Aim of the exercise ->
Reproduce every one of the items below line by line, without changing anything.

[Data taken from a collection]
****

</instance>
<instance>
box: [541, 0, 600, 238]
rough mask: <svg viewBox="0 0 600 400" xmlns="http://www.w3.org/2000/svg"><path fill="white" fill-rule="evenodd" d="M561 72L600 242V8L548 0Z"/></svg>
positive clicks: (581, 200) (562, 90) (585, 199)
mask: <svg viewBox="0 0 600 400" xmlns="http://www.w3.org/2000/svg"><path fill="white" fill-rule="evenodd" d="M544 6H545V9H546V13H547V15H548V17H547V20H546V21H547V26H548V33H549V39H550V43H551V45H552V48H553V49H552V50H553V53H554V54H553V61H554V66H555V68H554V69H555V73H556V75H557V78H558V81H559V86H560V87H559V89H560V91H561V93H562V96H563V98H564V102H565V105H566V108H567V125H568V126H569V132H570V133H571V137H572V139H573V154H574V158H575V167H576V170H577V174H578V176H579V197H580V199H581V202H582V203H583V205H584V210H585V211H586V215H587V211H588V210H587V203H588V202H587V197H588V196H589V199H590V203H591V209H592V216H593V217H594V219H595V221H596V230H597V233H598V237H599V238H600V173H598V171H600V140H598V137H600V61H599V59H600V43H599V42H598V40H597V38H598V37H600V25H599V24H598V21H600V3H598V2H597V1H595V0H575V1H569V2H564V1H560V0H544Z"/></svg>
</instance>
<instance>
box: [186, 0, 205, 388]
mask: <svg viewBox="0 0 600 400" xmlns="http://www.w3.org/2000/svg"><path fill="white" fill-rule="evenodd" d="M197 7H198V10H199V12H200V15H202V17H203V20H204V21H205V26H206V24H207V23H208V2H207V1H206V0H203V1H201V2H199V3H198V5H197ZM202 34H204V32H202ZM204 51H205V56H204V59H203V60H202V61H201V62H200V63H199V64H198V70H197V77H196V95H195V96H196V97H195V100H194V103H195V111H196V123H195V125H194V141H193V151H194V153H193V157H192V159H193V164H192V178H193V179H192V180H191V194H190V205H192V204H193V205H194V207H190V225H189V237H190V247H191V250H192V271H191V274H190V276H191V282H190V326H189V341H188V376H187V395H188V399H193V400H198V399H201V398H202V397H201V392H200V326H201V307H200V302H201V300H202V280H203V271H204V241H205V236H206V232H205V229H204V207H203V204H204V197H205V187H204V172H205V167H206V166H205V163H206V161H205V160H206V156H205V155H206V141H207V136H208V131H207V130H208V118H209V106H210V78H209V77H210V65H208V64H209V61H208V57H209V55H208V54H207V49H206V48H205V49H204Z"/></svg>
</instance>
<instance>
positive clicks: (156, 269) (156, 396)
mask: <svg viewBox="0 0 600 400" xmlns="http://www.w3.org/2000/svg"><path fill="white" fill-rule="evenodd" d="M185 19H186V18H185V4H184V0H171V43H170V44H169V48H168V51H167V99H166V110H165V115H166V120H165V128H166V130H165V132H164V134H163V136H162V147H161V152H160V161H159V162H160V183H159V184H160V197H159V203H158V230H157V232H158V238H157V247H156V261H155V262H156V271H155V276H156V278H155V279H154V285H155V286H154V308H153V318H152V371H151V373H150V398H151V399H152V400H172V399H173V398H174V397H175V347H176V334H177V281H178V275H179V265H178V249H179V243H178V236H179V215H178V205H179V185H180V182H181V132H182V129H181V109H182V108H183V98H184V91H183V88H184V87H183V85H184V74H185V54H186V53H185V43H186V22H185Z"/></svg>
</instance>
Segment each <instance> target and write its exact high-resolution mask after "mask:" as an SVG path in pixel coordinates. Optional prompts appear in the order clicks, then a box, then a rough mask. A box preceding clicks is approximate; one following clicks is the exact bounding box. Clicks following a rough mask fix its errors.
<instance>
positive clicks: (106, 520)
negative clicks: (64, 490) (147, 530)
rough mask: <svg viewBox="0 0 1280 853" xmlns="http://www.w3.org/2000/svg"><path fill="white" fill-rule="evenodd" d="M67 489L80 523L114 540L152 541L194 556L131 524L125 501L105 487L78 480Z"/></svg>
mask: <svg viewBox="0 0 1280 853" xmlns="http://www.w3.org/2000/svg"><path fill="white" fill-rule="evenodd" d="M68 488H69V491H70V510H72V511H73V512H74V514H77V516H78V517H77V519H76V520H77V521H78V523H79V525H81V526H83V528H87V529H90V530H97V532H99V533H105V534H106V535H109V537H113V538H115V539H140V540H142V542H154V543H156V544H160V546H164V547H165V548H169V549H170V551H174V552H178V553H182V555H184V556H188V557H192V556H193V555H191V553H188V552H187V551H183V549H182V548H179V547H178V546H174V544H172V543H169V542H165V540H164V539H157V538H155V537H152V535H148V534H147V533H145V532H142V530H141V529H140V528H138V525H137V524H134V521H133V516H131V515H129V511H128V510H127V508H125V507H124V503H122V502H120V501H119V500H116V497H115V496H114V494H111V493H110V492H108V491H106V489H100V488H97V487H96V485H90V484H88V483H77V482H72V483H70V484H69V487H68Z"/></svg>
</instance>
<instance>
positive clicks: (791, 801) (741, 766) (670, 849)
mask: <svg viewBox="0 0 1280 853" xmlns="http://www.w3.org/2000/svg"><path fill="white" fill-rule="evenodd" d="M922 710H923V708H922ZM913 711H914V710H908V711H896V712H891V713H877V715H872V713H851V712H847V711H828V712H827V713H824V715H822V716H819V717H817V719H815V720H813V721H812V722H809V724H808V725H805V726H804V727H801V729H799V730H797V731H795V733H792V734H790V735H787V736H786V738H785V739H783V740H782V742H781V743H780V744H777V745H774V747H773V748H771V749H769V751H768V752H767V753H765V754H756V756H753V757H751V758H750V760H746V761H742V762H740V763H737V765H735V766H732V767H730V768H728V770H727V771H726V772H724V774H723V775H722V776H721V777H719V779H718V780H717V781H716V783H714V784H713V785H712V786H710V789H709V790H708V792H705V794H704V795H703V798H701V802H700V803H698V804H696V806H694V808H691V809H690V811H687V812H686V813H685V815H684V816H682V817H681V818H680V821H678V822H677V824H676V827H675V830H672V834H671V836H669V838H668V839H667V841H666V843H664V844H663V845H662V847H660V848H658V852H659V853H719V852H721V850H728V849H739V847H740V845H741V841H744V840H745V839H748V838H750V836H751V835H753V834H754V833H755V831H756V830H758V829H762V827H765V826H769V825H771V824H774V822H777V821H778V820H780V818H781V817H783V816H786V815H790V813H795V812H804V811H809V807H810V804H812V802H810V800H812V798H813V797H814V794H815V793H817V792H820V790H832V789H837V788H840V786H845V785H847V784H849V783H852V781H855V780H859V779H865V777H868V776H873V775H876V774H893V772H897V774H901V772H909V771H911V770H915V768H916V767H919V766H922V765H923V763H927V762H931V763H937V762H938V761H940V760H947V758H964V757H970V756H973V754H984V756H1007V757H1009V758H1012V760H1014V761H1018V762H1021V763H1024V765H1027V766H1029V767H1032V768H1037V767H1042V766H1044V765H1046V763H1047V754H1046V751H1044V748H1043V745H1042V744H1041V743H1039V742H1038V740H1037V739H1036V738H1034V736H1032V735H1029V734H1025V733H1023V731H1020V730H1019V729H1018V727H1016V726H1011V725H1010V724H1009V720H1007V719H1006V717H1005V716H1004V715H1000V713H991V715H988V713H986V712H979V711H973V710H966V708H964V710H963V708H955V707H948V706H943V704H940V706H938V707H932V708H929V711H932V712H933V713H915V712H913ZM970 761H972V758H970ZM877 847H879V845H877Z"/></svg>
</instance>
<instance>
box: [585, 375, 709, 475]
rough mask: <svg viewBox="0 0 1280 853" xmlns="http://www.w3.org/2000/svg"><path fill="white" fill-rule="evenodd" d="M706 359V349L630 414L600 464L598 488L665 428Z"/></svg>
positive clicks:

****

Problem solution ->
</instance>
<instance>
box: [541, 0, 600, 238]
rough mask: <svg viewBox="0 0 600 400" xmlns="http://www.w3.org/2000/svg"><path fill="white" fill-rule="evenodd" d="M561 72L600 242V8L548 0Z"/></svg>
positive clicks: (581, 200) (562, 90) (585, 199)
mask: <svg viewBox="0 0 600 400" xmlns="http://www.w3.org/2000/svg"><path fill="white" fill-rule="evenodd" d="M544 6H545V9H546V13H547V15H548V17H547V20H546V21H547V26H548V33H549V39H550V43H551V45H552V48H553V49H552V50H553V53H554V54H553V61H554V66H555V68H554V69H555V73H556V75H557V78H558V81H559V86H560V87H559V89H560V91H561V93H562V96H563V98H564V102H565V105H566V108H567V125H568V126H569V132H570V133H571V137H572V139H573V154H574V158H575V167H576V170H577V174H578V176H579V197H580V199H581V202H582V203H583V205H584V210H585V211H586V215H587V211H588V210H587V203H588V202H587V197H588V196H589V199H590V203H591V209H592V216H593V217H594V219H595V221H596V230H597V233H598V237H599V238H600V173H598V171H600V140H598V137H600V61H599V59H600V43H599V42H598V40H597V38H598V37H600V25H599V24H598V21H600V3H598V2H597V1H595V0H575V1H569V2H564V1H560V0H544Z"/></svg>
</instance>
<instance>
box: [186, 0, 205, 388]
mask: <svg viewBox="0 0 600 400" xmlns="http://www.w3.org/2000/svg"><path fill="white" fill-rule="evenodd" d="M197 7H198V10H199V12H200V15H202V17H203V20H204V21H205V26H206V24H207V23H208V2H207V1H206V0H203V1H201V2H199V3H198V5H197ZM202 34H204V32H202ZM204 51H205V56H204V59H203V60H202V61H201V62H200V63H199V64H198V70H197V77H196V95H195V96H196V97H195V100H194V103H195V111H196V123H195V125H194V141H193V151H194V153H193V157H192V159H193V164H192V178H193V179H192V180H191V194H190V205H192V204H193V205H194V207H190V225H189V237H190V247H191V250H192V271H191V274H190V276H191V282H190V326H189V341H188V376H187V395H188V399H193V400H198V399H201V398H202V397H201V392H200V326H201V307H200V302H201V300H202V280H203V271H204V241H205V236H206V232H205V229H204V207H203V204H204V197H205V187H204V172H205V167H206V166H205V163H206V161H205V160H206V156H205V155H206V141H207V136H208V131H207V130H208V118H209V106H210V78H209V77H210V65H208V64H209V61H208V57H209V55H208V54H207V49H206V48H205V49H204Z"/></svg>
</instance>
<instance>
positive clicks: (156, 269) (156, 396)
mask: <svg viewBox="0 0 600 400" xmlns="http://www.w3.org/2000/svg"><path fill="white" fill-rule="evenodd" d="M185 19H186V18H185V4H184V0H171V43H170V44H169V48H168V51H167V99H166V110H165V115H166V120H165V128H166V130H165V132H164V134H163V136H162V147H161V152H160V161H159V162H160V183H159V184H160V197H159V203H158V230H157V232H158V238H157V247H156V261H155V262H156V271H155V276H156V278H155V279H154V285H155V286H154V308H153V318H152V371H151V373H150V398H151V399H152V400H172V399H173V398H174V397H175V347H176V334H177V281H178V275H179V265H178V249H179V243H178V236H179V215H178V205H179V185H180V182H181V132H182V129H181V109H182V108H183V98H184V91H183V88H184V87H183V85H184V74H185V54H186V53H185V43H186V22H185Z"/></svg>
</instance>
Segment each <instance> target and write its exact high-resolution mask after "mask:" as an SVG path in pixel coordinates. Optional prompts appear in the order clicks, then a box, then a rough mask. A box preceding clicks is approximate; one following clicks is the exact bounding box. Clicks following a rough mask fix its errors.
<instance>
positive clicks: (106, 520)
negative clicks: (64, 490) (147, 530)
rough mask: <svg viewBox="0 0 1280 853" xmlns="http://www.w3.org/2000/svg"><path fill="white" fill-rule="evenodd" d="M67 489L80 523L114 540L152 541L194 556L131 524L125 501L105 487L78 480Z"/></svg>
mask: <svg viewBox="0 0 1280 853" xmlns="http://www.w3.org/2000/svg"><path fill="white" fill-rule="evenodd" d="M68 488H69V491H70V510H72V511H73V512H74V514H77V516H78V517H77V519H76V520H77V521H78V523H79V525H81V526H83V528H87V529H90V530H97V532H99V533H105V534H106V535H109V537H113V538H115V539H140V540H142V542H154V543H156V544H160V546H164V547H165V548H169V549H170V551H174V552H178V553H182V555H184V556H188V557H192V556H193V555H191V553H188V552H187V551H183V549H182V548H179V547H178V546H174V544H172V543H169V542H165V540H164V539H157V538H155V537H152V535H148V534H147V533H145V532H142V530H141V529H140V528H138V525H137V524H134V521H133V516H131V515H129V511H128V510H127V508H125V507H124V503H122V502H120V501H119V500H116V497H115V496H114V494H111V493H110V492H108V491H106V489H100V488H97V487H96V485H90V484H88V483H77V482H72V483H70V484H69V487H68Z"/></svg>
</instance>
<instance>
positive clicks: (791, 801) (741, 766) (670, 849)
mask: <svg viewBox="0 0 1280 853" xmlns="http://www.w3.org/2000/svg"><path fill="white" fill-rule="evenodd" d="M922 710H923V708H922ZM913 711H914V710H908V711H896V712H891V713H877V715H872V713H851V712H847V711H828V712H827V713H824V715H822V716H819V717H817V719H815V720H813V721H812V722H809V724H808V725H805V726H804V727H801V729H799V730H797V731H795V733H792V734H790V735H787V736H786V738H785V739H783V740H782V742H781V743H780V744H777V745H774V747H773V748H771V749H769V751H768V752H767V753H765V754H756V756H753V757H751V758H750V760H746V761H742V762H740V763H737V765H735V766H732V767H730V768H728V770H727V771H726V772H724V774H723V775H722V776H721V777H719V779H718V780H717V781H716V783H714V784H713V785H712V786H710V789H709V790H708V792H705V794H704V795H703V798H701V802H700V803H698V804H696V806H694V808H691V809H690V811H687V812H686V813H685V815H684V816H682V817H681V818H680V821H678V822H677V824H676V827H675V830H672V834H671V836H669V838H668V839H667V841H666V843H664V844H663V845H662V847H660V848H658V852H659V853H719V852H721V850H728V849H739V847H740V845H741V841H744V840H745V839H748V838H750V836H751V835H753V834H754V833H755V831H756V830H758V829H762V827H765V826H769V825H771V824H774V822H777V821H778V820H780V818H781V817H783V816H786V815H790V813H795V812H804V811H809V807H810V804H812V802H810V800H812V798H813V797H814V794H815V793H817V792H820V790H832V789H837V788H840V786H845V785H847V784H849V783H852V781H855V780H859V779H865V777H868V776H873V775H876V774H893V772H897V774H901V772H909V771H911V770H915V768H916V767H919V766H922V765H923V763H927V762H931V763H937V762H938V761H940V760H947V758H964V757H970V756H973V754H984V756H1007V757H1009V758H1012V760H1014V761H1018V762H1021V763H1024V765H1027V766H1029V767H1032V768H1037V767H1042V766H1044V765H1046V763H1047V754H1046V751H1044V748H1043V745H1042V744H1041V743H1039V742H1038V740H1037V739H1036V738H1034V736H1032V735H1029V734H1025V733H1023V731H1020V730H1019V729H1018V727H1016V726H1011V725H1010V724H1009V720H1007V719H1006V717H1005V716H1004V715H1000V713H991V715H988V713H986V712H979V711H973V710H966V708H964V710H963V708H955V707H948V706H943V704H940V706H938V707H932V708H929V711H932V712H933V713H915V712H913ZM970 761H972V758H970ZM877 847H879V845H877Z"/></svg>
</instance>
<instance>
box: [585, 375, 709, 475]
rough mask: <svg viewBox="0 0 1280 853" xmlns="http://www.w3.org/2000/svg"><path fill="white" fill-rule="evenodd" d="M706 359V349L630 414L600 464L598 488L665 428Z"/></svg>
positive clicks:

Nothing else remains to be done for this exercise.